▸ **Stored records**
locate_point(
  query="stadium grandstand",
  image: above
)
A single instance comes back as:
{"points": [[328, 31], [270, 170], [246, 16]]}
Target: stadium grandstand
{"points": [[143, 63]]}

▸ **Exercise aim**
Each line above must be returned exactly as written.

▸ **Result of this task**
locate_point(
  query="stadium grandstand",
  image: above
)
A single instance comes back as:
{"points": [[328, 31], [270, 170], [246, 16]]}
Target: stadium grandstand
{"points": [[143, 63]]}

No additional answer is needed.